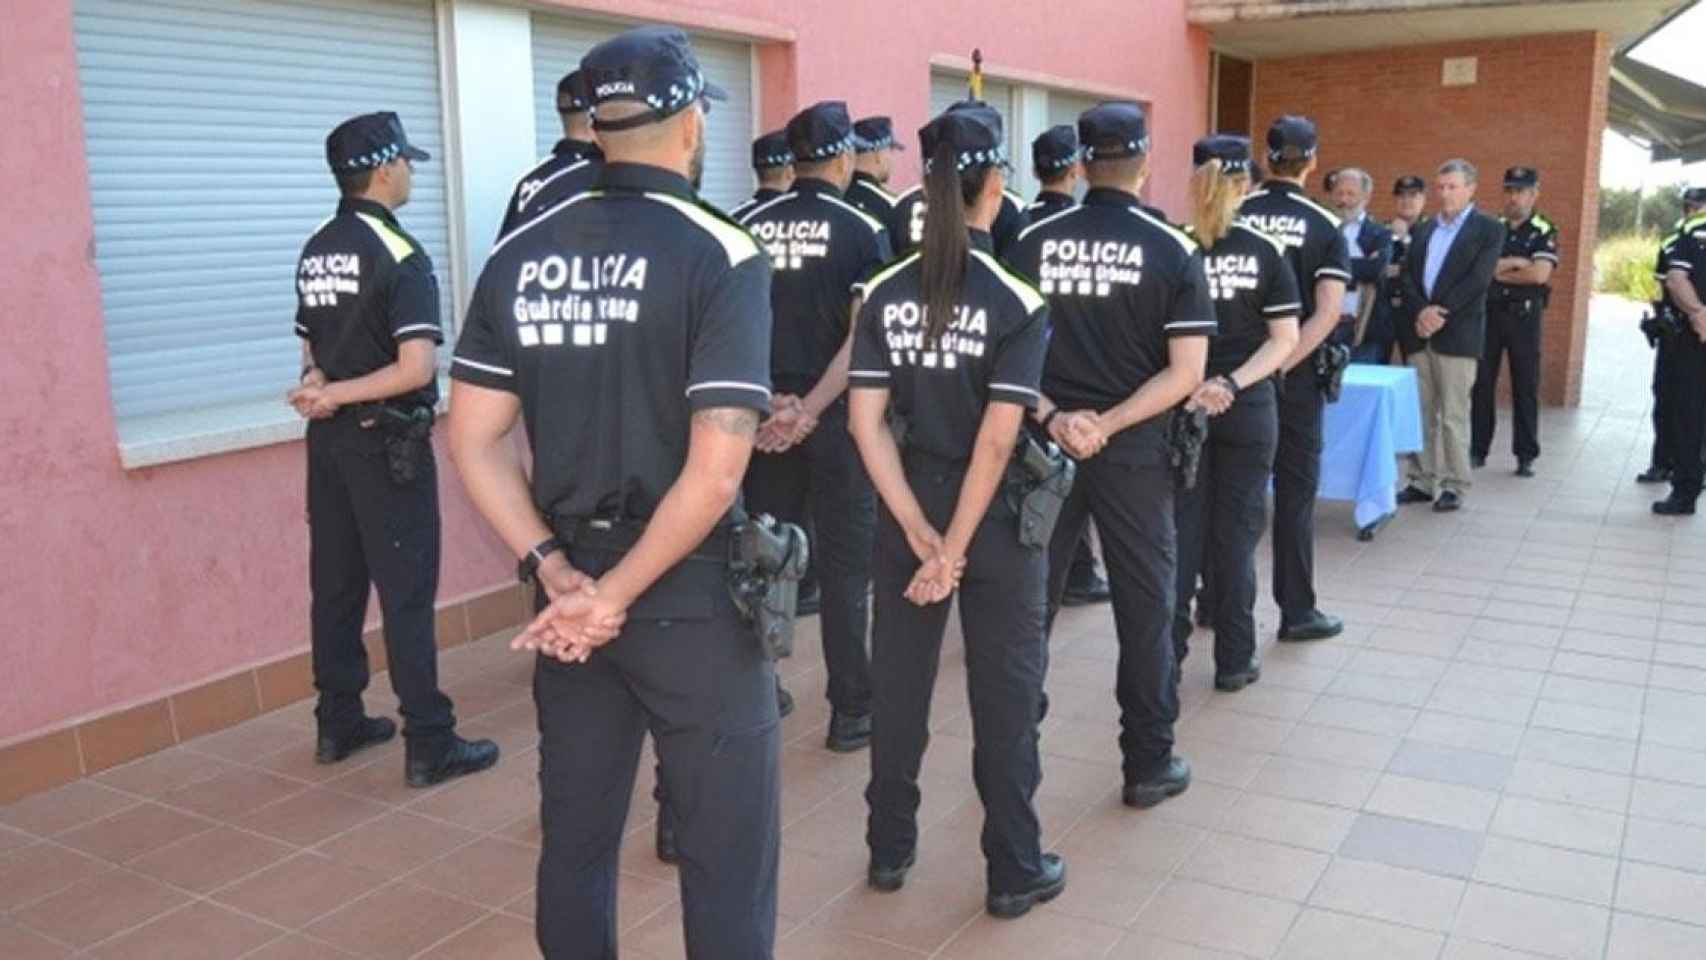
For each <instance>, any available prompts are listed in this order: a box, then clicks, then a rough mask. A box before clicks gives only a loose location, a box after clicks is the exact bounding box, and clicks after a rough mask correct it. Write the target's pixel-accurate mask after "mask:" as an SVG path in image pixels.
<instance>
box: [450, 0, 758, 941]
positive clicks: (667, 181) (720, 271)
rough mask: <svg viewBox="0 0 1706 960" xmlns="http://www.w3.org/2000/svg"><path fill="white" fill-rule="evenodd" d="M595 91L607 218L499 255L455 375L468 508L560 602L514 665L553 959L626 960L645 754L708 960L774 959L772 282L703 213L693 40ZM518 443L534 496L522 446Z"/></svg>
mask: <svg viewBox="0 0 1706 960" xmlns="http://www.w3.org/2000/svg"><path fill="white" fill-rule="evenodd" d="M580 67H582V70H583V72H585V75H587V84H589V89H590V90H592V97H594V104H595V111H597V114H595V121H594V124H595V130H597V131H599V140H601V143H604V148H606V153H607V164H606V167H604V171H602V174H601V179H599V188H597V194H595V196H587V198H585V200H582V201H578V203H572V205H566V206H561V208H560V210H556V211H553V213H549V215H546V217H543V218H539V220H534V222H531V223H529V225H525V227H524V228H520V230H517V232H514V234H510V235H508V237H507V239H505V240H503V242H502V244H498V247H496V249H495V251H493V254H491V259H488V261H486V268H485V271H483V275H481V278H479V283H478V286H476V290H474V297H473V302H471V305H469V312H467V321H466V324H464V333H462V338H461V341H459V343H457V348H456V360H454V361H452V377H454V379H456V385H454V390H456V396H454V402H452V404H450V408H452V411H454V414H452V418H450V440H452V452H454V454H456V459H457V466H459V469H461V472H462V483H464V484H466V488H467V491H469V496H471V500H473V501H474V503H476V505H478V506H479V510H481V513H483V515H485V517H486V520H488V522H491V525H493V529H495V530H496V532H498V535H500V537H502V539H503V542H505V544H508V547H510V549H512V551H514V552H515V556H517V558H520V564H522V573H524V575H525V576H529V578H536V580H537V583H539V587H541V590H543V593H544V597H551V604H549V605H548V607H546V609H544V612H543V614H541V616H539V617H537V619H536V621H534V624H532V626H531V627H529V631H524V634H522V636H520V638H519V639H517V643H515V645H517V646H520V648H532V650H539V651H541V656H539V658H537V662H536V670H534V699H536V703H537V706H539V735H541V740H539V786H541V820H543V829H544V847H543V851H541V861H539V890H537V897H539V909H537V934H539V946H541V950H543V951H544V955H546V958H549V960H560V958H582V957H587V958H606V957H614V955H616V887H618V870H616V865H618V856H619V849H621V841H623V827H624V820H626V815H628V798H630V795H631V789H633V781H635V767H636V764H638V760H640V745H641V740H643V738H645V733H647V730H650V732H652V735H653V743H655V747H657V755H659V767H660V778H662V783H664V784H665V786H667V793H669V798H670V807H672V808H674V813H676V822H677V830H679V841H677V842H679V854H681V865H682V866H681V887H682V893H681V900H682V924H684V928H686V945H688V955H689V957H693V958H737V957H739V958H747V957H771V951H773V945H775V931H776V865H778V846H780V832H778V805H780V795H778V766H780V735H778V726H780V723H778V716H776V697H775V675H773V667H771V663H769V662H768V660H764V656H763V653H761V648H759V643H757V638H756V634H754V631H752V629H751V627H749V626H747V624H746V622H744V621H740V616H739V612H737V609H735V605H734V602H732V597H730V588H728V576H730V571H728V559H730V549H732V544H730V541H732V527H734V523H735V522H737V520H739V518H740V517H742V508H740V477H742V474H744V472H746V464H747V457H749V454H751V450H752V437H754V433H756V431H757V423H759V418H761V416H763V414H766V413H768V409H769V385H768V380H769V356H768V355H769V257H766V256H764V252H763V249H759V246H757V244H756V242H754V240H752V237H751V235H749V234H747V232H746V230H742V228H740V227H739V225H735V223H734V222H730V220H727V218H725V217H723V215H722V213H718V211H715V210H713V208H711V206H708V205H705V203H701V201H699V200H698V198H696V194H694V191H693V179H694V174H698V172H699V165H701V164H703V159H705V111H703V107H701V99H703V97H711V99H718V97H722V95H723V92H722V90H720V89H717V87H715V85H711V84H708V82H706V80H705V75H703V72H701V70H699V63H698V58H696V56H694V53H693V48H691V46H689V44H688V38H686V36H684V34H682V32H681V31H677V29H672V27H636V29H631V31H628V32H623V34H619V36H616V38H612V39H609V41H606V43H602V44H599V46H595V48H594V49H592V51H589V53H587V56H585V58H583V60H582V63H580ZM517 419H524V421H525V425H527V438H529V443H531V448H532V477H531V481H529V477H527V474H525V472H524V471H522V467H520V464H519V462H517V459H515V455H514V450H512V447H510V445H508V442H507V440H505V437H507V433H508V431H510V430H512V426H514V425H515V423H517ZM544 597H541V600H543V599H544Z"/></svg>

______________________________

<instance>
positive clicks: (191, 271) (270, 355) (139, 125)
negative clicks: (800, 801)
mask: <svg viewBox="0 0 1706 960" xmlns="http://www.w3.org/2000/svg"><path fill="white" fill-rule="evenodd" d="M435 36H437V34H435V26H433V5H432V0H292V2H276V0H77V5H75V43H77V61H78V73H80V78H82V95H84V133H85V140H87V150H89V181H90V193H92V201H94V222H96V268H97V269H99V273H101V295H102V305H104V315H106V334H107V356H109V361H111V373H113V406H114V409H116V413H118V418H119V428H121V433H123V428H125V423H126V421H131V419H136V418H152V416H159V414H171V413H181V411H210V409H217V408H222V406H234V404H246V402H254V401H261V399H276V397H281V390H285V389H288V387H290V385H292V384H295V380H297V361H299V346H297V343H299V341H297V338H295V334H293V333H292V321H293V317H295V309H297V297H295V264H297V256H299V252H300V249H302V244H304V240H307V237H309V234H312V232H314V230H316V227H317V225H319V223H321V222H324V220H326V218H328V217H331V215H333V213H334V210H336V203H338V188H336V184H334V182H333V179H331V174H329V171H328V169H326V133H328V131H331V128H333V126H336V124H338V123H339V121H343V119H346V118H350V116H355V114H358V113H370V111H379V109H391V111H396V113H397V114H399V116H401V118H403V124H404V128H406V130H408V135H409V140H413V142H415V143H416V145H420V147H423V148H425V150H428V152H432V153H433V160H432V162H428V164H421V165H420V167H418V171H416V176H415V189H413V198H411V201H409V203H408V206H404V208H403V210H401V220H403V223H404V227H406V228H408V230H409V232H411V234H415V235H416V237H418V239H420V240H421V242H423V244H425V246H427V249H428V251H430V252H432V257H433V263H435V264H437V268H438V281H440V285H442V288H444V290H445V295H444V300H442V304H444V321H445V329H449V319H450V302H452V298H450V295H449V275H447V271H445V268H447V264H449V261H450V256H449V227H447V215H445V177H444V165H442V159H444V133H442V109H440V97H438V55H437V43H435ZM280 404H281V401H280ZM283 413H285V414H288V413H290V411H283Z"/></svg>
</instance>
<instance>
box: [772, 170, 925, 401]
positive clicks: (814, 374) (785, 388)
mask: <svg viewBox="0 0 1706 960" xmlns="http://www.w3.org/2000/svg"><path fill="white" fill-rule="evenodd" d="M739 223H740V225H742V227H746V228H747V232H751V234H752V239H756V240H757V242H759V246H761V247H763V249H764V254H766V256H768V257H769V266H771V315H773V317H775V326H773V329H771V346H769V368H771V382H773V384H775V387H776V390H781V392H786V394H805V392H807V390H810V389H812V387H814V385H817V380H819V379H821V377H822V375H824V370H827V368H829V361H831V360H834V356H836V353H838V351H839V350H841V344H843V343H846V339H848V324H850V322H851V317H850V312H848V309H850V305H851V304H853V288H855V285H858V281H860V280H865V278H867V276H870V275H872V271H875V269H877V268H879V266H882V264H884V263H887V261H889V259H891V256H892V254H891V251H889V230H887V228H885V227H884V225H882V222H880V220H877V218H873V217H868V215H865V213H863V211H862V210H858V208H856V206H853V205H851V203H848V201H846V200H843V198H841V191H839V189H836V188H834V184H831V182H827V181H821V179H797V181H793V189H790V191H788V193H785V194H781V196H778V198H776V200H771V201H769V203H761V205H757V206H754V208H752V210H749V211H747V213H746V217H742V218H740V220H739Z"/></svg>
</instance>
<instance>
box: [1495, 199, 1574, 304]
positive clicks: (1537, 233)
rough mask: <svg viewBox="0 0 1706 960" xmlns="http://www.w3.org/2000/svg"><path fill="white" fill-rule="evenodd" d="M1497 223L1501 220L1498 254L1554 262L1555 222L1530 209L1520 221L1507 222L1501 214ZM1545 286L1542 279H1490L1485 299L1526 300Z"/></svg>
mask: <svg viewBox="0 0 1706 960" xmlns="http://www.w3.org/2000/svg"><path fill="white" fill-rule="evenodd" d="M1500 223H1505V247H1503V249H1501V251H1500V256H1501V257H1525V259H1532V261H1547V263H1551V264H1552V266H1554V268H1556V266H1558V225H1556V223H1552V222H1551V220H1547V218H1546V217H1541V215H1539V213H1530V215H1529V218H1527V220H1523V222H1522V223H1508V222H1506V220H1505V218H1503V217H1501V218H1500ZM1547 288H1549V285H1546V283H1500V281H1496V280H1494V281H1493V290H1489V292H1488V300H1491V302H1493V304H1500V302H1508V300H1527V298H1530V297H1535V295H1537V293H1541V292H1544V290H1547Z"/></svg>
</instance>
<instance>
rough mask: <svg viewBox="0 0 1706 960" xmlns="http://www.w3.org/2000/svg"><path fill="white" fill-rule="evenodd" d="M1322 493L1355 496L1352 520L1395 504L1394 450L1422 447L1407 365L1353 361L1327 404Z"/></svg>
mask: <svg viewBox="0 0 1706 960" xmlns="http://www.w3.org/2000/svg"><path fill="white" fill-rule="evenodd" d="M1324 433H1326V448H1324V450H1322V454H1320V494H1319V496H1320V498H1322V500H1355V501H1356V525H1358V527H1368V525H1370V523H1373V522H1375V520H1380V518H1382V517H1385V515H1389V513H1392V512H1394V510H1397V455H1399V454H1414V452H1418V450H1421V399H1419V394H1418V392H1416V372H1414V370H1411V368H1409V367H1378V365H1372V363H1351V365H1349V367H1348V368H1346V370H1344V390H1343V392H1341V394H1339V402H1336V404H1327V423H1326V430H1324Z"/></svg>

______________________________

§ EXERCISE DIRECTIONS
Using the entries shown above, reproduce verbatim the lines from the line bearing "For each <instance>, any" to the line bearing "positive clicks: (667, 181) (720, 271)", inclusive.

§ ANSWER SPACE
For each <instance>, any available prompts are listed in this order: a box, then clicks, then a rough mask. A box before clicks gives only a loose location, a box after clicks is the exact bounding box, and clicks after a rough mask correct it. Write the target's pixel-accurate mask after "mask:" as an SVG path in image pixels.
<instance>
box: [450, 0, 758, 941]
positive clicks: (667, 181) (720, 271)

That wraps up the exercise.